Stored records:
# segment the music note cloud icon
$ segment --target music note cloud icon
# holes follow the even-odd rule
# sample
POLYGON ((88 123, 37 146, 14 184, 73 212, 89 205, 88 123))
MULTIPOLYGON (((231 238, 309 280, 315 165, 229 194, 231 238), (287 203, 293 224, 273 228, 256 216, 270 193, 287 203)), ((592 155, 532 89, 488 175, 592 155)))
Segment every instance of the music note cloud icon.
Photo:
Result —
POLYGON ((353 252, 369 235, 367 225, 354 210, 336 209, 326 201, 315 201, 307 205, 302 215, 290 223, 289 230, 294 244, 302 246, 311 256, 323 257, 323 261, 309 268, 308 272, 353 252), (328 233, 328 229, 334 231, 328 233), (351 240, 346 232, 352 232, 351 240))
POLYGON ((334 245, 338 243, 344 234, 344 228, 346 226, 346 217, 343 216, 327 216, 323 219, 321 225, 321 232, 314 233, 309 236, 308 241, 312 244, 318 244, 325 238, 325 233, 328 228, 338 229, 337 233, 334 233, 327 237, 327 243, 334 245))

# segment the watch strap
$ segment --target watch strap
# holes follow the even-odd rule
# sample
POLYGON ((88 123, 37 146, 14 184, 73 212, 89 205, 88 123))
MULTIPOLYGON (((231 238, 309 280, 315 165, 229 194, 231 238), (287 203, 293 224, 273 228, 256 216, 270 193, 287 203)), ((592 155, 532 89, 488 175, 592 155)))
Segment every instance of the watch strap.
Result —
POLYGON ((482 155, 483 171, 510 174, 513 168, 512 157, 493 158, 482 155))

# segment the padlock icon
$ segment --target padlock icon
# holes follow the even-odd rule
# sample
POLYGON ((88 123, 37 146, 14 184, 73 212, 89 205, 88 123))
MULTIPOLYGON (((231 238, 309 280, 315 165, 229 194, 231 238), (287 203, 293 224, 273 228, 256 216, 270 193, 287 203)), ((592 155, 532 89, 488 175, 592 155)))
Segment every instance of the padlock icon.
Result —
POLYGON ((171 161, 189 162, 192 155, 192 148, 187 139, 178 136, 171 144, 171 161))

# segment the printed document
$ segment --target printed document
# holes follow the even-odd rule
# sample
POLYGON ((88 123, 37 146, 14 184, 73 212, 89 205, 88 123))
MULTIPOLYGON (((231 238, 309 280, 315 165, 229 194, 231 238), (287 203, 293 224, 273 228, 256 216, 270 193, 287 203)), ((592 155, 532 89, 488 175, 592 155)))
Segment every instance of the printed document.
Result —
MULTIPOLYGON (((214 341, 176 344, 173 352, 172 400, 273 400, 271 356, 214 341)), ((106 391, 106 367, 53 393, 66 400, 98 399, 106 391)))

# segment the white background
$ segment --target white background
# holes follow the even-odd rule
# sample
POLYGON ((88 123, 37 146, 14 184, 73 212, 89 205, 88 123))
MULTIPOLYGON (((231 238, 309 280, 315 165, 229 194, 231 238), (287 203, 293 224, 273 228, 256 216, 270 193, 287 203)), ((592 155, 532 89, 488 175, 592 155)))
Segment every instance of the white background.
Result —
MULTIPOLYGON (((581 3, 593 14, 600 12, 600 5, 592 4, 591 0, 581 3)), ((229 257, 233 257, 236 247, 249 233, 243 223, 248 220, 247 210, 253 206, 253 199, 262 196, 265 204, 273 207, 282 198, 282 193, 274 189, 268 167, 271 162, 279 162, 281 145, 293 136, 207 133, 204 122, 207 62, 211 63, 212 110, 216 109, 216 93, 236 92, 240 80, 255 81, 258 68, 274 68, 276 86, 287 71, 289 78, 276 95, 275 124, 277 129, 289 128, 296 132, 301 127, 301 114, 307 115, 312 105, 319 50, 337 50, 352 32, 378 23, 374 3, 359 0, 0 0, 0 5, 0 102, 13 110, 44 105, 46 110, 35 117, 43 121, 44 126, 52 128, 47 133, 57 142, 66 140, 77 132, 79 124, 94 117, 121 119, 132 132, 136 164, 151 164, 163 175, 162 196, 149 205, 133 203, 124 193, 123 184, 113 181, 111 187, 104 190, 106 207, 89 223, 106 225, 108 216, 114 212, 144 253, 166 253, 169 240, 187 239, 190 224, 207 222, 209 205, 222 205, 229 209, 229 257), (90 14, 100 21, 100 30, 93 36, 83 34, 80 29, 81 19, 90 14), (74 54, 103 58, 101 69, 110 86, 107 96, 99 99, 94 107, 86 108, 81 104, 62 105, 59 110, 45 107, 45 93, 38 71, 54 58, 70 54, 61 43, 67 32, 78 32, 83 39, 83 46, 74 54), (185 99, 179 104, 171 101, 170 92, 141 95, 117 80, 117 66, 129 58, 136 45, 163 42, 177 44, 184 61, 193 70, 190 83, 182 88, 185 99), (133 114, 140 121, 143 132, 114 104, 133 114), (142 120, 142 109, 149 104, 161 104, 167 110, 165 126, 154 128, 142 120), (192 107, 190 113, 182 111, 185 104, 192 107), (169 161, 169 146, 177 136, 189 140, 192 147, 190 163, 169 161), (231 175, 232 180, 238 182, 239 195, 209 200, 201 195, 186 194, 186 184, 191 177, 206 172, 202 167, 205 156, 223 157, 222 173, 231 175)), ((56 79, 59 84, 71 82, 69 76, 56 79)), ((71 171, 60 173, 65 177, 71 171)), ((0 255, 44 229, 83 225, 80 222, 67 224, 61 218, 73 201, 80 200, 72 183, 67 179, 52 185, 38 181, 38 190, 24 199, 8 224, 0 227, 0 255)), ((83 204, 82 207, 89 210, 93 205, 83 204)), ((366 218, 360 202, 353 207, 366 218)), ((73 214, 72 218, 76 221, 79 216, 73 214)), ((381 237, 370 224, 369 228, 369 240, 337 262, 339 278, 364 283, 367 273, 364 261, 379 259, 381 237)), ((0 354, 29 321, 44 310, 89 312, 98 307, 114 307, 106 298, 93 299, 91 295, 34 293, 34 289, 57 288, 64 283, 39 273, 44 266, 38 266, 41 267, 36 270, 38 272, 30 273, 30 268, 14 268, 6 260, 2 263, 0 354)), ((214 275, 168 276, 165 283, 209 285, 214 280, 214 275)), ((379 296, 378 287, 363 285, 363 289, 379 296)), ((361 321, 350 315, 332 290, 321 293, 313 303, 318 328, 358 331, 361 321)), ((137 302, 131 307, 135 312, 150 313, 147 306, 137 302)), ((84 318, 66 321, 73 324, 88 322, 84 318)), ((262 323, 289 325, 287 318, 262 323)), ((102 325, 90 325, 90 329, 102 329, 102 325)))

→ What to work on
Only the lines that hold the word "every" are wanted; each should be pulled from the records.

→ Response area
Segment every instance of the music note cloud icon.
Segment every instance of the watch strap.
Segment every instance of the padlock icon.
Segment every instance of the printed document.
Segment every instance of the white background.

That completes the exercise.